Source extract start

20. A speech producing apparatus as claimed in claim 13, wherein:
said input means comprises an optical bar code reader. |
|
|
|
|
Claims  |
|
|
Description  |
|
|
BACKGROUND OF THE INVENTION
The present invention falls in the category of improvements to low data
rate speech apparatuses and may be employed in electronic learning aids,
electronic games, computers and small appliances. The problem of low data
rate speech apparatuses is to provide electronically produced synthetic
speech of modest quality while retaining a low data rate. This low data
rate is required in order to reduce the amount of memory needed to store
the desired speech or in order to reduce the amount of information which
must be transmitted in order to specify the desired speech.
Previous solutions to the problem of providing acceptable quality low data
rate speech have employed the technique of storing or transmitting data
indicative of the string of phonological linguistic units corresponding to
the desired speech. The speech synthesis apparatus would include a memory
for storing speech synthesis parameters corresponding to each of these
phonological linguistic units. Upon reception of the string of
phonological linguistic units, either by recall from a phrase memory or by
data transmission, the speech synthesis apparatus would successively
recall the speech synthesis parameters corresponding to each phonological
linguistic unit indicated, generate the speech corresponding to that unit
and repeat. This technique has the advantage that the phonetic memory thus
employed need only include the speech parameters for each phonological
linguistic unit once, although such phonological linguistic unit may be
employed many times in production of a single phrase. The amount of data
required to specify one of these phonological linguistic units from among
the phonetic library is much less than that required to specify the speech
parameters for generation of that particular phonological linguistic unit.
Therefore, whether the phrase specifying data is stored in an additional
memory or transmitted to the apparatus, an advantageous reduction in the
data rate is thus achieved.
This technique has a problem in that the naturalness and intelligibility of
the speech thus produced is of a low quality. By recall of speech
synthesis parameters corresponding to individual phonological linguistic
units occurring in the phrase to be spoken rather than storing the speech
synthesis parameters corresponding directly to that phrase, the natural
intonation contour of the speech is destroyed. This has the disadvantage
of reducing the naturalness and intelligibility of the speech. The
naturalness and intelligibility and hence the quality of the speech thus
produced may be increased by storing or transmitting an indication of the
original, natural intonation contour for intonation control upon
synthesis. Storage or transmission of an indication of the natural
intonation contour increases the data rate required for specification of a
particular phrase or word. Thus, it is highly advantageous to provide a
manner of specifying the natural intonation contour at a low bit rate. By
combining the technique of specifying phonological linguistic units
together with a coded form of the natural intonation contour, a low data
rate speech system may be achieved having the required speech quality.

Source extract end
Dataset excerpts start

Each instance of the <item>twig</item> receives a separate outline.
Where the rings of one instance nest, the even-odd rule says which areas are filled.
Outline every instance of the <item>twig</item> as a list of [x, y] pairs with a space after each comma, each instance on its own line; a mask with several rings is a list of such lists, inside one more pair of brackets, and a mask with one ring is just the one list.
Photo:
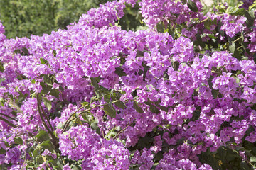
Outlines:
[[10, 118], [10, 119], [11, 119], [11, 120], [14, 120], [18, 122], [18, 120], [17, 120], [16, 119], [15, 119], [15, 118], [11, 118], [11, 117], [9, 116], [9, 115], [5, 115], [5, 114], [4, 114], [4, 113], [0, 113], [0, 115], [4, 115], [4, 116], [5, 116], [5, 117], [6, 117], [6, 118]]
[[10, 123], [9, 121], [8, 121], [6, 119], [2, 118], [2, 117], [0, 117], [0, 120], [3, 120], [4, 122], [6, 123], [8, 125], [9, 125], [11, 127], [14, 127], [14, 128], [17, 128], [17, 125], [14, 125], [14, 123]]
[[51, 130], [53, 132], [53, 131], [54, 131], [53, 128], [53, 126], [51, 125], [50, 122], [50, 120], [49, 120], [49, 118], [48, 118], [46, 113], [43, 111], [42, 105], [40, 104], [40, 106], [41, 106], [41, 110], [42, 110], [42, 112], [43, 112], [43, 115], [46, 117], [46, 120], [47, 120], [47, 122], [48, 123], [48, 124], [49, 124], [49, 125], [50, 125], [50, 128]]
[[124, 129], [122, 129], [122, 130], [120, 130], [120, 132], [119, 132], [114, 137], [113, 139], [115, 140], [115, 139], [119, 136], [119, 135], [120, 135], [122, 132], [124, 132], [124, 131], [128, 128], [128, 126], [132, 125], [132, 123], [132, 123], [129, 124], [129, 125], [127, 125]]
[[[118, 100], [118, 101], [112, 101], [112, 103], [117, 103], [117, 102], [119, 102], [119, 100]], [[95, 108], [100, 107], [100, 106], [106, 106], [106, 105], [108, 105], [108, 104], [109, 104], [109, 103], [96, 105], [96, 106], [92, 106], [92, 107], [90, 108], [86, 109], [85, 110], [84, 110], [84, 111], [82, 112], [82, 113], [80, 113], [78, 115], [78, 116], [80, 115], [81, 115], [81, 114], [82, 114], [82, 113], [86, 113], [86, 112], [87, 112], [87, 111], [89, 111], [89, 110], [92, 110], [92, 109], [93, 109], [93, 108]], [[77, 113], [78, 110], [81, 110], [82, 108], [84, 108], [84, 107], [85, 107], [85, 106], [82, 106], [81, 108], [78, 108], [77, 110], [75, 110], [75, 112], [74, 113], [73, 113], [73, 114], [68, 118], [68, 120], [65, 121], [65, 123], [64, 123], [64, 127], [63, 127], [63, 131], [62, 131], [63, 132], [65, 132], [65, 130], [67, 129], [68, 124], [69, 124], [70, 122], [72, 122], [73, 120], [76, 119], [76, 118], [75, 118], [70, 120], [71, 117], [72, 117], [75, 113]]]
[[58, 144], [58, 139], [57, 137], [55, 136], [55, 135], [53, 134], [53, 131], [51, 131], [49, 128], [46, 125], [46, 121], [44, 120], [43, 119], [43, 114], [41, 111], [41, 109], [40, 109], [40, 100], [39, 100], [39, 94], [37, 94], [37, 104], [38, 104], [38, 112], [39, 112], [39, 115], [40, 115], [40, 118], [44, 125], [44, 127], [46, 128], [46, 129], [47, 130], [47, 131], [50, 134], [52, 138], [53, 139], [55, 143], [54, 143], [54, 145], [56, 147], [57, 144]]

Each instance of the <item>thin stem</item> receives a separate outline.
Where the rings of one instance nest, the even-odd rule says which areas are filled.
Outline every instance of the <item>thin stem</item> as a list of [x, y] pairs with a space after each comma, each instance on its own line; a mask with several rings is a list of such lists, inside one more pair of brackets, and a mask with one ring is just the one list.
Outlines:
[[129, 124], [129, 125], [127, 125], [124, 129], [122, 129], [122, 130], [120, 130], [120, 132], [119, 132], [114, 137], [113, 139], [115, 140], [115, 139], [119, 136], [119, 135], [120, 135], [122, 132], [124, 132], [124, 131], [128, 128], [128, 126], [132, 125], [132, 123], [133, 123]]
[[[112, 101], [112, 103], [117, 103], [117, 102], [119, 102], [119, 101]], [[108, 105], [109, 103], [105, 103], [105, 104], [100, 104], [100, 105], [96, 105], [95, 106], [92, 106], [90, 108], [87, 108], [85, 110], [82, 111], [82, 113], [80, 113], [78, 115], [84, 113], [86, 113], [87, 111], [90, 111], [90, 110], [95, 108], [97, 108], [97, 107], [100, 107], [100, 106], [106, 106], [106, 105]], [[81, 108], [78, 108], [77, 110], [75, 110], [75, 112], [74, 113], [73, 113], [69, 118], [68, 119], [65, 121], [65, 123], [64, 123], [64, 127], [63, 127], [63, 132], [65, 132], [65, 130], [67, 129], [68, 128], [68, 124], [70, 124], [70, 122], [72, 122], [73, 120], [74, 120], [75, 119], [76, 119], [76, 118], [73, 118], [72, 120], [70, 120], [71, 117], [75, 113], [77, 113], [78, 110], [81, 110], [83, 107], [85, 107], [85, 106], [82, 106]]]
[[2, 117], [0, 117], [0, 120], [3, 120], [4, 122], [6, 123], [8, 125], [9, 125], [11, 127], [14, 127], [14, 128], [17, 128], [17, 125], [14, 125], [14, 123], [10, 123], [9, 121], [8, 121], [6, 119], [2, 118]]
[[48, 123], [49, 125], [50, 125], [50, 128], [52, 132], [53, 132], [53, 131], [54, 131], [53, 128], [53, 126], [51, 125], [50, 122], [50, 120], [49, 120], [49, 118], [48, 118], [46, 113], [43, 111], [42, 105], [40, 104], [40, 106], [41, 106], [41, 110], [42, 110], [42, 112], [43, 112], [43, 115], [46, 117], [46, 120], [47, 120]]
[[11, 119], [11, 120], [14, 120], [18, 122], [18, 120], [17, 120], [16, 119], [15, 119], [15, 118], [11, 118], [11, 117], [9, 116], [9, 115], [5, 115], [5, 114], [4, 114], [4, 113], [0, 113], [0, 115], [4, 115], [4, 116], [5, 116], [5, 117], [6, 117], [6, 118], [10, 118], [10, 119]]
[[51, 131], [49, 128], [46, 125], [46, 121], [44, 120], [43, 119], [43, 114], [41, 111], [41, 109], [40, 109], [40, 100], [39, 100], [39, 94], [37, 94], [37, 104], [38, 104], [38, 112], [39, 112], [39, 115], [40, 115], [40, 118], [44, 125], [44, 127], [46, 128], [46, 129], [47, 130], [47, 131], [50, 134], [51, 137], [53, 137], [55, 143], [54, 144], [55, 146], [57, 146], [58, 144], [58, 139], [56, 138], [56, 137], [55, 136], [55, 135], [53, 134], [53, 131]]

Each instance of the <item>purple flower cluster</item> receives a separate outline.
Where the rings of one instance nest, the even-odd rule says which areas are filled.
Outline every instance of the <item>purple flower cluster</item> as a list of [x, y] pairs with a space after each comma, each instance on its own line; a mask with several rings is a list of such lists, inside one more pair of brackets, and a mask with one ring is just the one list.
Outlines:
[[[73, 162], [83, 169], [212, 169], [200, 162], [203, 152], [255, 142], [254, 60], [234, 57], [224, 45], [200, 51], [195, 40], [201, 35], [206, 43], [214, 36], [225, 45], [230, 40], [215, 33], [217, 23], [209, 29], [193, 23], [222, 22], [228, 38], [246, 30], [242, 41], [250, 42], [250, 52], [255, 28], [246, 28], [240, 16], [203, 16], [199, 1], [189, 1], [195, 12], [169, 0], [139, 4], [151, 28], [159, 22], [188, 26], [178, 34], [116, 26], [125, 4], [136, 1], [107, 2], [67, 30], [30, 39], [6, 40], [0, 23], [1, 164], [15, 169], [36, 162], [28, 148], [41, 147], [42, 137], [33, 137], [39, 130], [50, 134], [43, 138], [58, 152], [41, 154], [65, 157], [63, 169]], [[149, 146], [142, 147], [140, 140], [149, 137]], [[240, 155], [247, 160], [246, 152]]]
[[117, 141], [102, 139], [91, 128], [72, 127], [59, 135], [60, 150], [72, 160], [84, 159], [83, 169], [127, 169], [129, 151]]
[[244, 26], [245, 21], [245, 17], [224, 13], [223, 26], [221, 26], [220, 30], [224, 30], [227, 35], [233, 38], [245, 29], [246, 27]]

Dataset excerpts end
Dataset excerpts start

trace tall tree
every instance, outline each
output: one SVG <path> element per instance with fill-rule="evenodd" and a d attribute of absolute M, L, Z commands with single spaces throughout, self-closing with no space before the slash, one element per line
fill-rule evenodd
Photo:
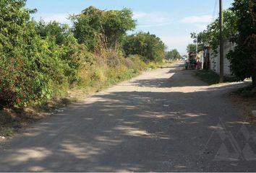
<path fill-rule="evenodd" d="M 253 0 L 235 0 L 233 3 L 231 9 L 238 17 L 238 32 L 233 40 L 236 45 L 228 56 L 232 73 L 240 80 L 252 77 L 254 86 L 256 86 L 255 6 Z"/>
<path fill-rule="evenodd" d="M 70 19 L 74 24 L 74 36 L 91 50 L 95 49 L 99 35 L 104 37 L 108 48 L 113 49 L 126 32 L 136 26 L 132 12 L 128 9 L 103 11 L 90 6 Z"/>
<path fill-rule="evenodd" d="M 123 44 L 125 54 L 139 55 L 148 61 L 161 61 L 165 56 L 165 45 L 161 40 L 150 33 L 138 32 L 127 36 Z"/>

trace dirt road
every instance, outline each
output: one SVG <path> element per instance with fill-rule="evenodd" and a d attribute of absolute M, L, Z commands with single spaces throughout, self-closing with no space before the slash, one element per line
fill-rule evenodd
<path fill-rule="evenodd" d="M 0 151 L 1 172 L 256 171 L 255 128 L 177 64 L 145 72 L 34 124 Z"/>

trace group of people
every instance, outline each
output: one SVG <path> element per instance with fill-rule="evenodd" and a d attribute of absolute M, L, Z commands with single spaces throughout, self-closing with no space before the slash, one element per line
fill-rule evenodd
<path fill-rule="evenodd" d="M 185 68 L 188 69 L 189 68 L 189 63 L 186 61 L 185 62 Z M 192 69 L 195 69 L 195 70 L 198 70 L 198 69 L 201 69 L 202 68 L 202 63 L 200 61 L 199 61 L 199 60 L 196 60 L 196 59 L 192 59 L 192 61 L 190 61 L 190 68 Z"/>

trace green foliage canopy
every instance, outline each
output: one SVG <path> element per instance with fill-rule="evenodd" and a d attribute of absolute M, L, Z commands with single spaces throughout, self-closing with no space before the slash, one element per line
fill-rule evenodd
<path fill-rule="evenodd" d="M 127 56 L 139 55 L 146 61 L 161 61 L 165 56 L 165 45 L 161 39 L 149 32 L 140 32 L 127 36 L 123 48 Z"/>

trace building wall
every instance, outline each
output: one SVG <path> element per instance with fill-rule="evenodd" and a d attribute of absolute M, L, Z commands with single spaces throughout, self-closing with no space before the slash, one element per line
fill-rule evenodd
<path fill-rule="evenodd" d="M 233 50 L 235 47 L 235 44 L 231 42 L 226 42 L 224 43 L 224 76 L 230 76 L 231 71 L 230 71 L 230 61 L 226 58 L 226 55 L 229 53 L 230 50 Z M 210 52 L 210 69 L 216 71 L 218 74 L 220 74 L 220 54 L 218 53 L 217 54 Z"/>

Dataset excerpts end

* Challenges
**a.** According to the speech synthesis background, in which kinds of products may the invention be used?
**b.** Return the speech synthesis background passage from "Therefore, whether the" to "is thus achieved.".
**c.** Using the speech synthesis background, explain why speech built from stored parameters for individual phonological linguistic units is of low quality.

* Answers to each task
**a.** Electronic learning aids, electronic games, computers and small appliances.

**b.**
Therefore, whether the phrase specifying data is stored in an additional
memory or transmitted to the apparatus, an advantageous reduction in the
data rate is thus achieved.

**c.** Recalling parameters for each unit in the phrase, instead of storing parameters for the phrase itself, destroys the natural intonation contour of the speech. That loss lowers the speech's naturalness and intelligibility.